:: What you will do ::
Transcribe every one of the records below line for line, keeping each character unchanged.

:: Excerpted records ::
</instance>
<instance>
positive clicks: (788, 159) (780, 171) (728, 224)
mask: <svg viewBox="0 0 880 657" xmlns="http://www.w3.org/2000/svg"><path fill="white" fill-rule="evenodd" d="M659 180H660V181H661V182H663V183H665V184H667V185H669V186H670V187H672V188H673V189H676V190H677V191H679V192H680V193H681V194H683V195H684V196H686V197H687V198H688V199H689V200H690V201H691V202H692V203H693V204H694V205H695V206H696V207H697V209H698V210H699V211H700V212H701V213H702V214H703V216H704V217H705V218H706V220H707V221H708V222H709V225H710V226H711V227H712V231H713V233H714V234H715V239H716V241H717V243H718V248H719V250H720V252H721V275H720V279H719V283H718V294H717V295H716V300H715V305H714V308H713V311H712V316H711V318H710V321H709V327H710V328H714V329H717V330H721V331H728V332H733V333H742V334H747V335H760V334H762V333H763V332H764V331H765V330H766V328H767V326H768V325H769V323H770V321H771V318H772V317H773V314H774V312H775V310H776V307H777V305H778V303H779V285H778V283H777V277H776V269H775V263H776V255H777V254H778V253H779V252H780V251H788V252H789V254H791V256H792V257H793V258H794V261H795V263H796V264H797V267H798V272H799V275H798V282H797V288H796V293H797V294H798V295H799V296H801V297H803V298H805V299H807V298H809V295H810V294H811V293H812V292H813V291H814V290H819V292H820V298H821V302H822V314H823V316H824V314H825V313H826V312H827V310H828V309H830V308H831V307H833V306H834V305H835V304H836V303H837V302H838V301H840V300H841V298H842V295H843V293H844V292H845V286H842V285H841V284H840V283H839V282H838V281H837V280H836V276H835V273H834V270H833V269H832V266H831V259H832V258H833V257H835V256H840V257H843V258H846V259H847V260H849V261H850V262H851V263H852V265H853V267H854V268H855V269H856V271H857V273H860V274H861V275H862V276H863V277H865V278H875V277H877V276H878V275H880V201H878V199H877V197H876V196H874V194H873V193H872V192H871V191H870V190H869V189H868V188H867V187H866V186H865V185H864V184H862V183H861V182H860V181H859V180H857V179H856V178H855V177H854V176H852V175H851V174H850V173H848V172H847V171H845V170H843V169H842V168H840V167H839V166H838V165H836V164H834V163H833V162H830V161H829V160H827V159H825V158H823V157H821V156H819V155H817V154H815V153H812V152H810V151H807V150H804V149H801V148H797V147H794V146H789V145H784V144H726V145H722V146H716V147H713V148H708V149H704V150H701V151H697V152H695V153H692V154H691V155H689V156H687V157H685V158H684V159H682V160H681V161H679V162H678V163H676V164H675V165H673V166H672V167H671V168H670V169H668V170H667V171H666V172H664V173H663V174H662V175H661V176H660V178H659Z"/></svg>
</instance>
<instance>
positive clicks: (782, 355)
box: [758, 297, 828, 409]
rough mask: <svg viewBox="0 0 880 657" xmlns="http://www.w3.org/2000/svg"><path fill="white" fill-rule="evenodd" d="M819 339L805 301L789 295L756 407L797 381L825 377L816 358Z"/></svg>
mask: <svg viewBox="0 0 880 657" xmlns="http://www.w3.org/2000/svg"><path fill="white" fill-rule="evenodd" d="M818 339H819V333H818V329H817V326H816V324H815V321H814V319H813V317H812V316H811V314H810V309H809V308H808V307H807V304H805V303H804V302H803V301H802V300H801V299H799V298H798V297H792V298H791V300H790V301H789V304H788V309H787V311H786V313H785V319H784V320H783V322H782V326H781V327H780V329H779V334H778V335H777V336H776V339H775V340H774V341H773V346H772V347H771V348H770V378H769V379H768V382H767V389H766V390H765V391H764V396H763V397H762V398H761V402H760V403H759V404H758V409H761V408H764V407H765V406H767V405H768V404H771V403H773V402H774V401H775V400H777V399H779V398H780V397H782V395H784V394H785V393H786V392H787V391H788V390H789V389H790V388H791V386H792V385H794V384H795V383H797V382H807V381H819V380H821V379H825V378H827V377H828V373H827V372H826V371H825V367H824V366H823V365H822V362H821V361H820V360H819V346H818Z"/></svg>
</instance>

:: Exercise result ::
</instance>
<instance>
positive clicks: (788, 159) (780, 171) (728, 224)
mask: <svg viewBox="0 0 880 657" xmlns="http://www.w3.org/2000/svg"><path fill="white" fill-rule="evenodd" d="M659 180H660V181H661V182H663V183H665V184H667V185H669V186H670V187H672V188H673V189H676V190H677V191H679V192H680V193H681V194H683V195H684V196H686V197H687V198H688V199H689V200H690V201H691V202H692V203H693V204H694V205H695V206H696V207H697V209H698V210H699V211H700V212H701V213H702V214H703V216H704V217H705V218H706V220H707V221H708V222H709V225H710V226H711V227H712V231H713V233H714V234H715V239H716V241H717V243H718V248H719V250H720V252H721V275H720V279H719V283H718V294H717V295H716V300H715V305H714V308H713V311H712V316H711V318H710V321H709V327H710V328H714V329H717V330H721V331H728V332H733V333H742V334H747V335H760V334H762V333H763V332H764V331H765V330H766V328H767V326H768V325H769V323H770V321H771V318H772V317H773V314H774V312H775V310H776V307H777V305H778V303H779V285H778V283H777V277H776V269H775V263H776V255H777V254H778V253H779V252H780V251H788V252H789V254H791V256H792V257H793V258H794V261H795V263H796V264H797V267H798V272H799V275H798V282H797V288H796V293H797V294H798V295H799V296H801V297H803V298H805V299H807V298H809V295H810V294H811V293H812V292H813V291H814V290H819V292H820V298H821V302H822V314H823V316H824V314H825V313H826V312H827V310H828V309H830V308H831V307H833V306H834V305H835V304H836V303H837V302H838V301H840V300H841V298H842V295H843V293H844V292H845V286H842V285H841V284H840V283H839V282H838V281H837V280H836V276H835V273H834V270H833V269H832V266H831V259H832V258H833V257H835V256H840V257H843V258H846V259H847V260H849V261H850V262H851V263H852V265H853V267H854V268H855V269H856V271H857V273H860V274H861V275H862V276H863V277H865V278H875V277H877V276H878V275H880V201H878V199H877V197H876V196H874V194H873V193H872V192H871V191H870V190H869V189H868V188H867V187H866V186H865V185H864V184H862V183H861V182H860V181H859V180H857V179H856V178H855V177H854V176H852V175H851V174H850V173H848V172H847V171H845V170H843V169H842V168H840V167H839V166H838V165H836V164H834V163H833V162H830V161H829V160H827V159H825V158H823V157H821V156H819V155H817V154H815V153H812V152H810V151H807V150H804V149H801V148H797V147H794V146H789V145H784V144H726V145H722V146H716V147H713V148H708V149H704V150H701V151H697V152H695V153H692V154H691V155H689V156H687V157H685V158H684V159H682V160H681V161H679V162H678V163H676V164H675V165H673V166H672V167H671V168H670V169H668V170H667V171H666V172H664V173H663V174H662V175H661V176H660V178H659Z"/></svg>
</instance>
<instance>
positive clicks: (782, 355)
box: [758, 297, 828, 409]
rough mask: <svg viewBox="0 0 880 657" xmlns="http://www.w3.org/2000/svg"><path fill="white" fill-rule="evenodd" d="M819 339L805 301L789 295L756 407L797 381L825 377L816 358Z"/></svg>
mask: <svg viewBox="0 0 880 657" xmlns="http://www.w3.org/2000/svg"><path fill="white" fill-rule="evenodd" d="M818 339H819V333H818V329H817V326H816V324H815V321H814V319H813V317H812V316H811V314H810V309H809V308H808V307H807V304H805V303H804V302H803V301H802V300H801V299H799V298H798V297H792V298H791V300H790V301H789V304H788V309H787V311H786V313H785V319H784V320H783V322H782V326H781V327H780V329H779V334H778V335H777V336H776V339H775V340H774V341H773V346H772V347H771V348H770V378H769V379H768V382H767V389H766V390H765V391H764V396H763V397H762V398H761V402H760V403H759V404H758V409H761V408H764V407H765V406H767V405H768V404H771V403H773V402H774V401H775V400H777V399H779V398H780V397H782V395H784V394H785V393H786V392H787V391H788V390H789V389H790V388H791V386H792V385H794V384H795V383H797V382H807V381H819V380H821V379H825V378H827V377H828V373H827V372H826V371H825V367H824V366H823V365H822V362H821V361H820V360H819V346H818Z"/></svg>
</instance>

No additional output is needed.